| Data to examine |
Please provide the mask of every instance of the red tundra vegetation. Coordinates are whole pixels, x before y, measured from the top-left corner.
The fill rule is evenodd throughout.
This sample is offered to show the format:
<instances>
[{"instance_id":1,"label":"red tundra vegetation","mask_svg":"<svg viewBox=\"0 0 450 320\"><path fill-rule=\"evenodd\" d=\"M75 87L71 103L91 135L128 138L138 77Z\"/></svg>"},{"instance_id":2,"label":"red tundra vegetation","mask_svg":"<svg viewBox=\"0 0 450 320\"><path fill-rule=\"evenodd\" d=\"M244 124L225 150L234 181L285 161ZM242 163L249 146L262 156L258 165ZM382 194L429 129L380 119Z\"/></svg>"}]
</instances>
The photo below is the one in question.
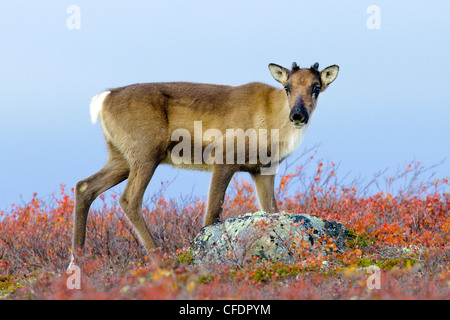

| Required action |
Return each line of the data above that includes the word "evenodd".

| Solution for this problem |
The fill rule is evenodd throughout.
[{"instance_id":1,"label":"red tundra vegetation","mask_svg":"<svg viewBox=\"0 0 450 320\"><path fill-rule=\"evenodd\" d=\"M75 87L71 103L91 135L128 138L138 77Z\"/></svg>"},{"instance_id":2,"label":"red tundra vegetation","mask_svg":"<svg viewBox=\"0 0 450 320\"><path fill-rule=\"evenodd\" d=\"M244 124L225 150L234 181L285 161ZM242 163L249 146L262 156L258 165ZM382 194L429 129L380 119Z\"/></svg>"}]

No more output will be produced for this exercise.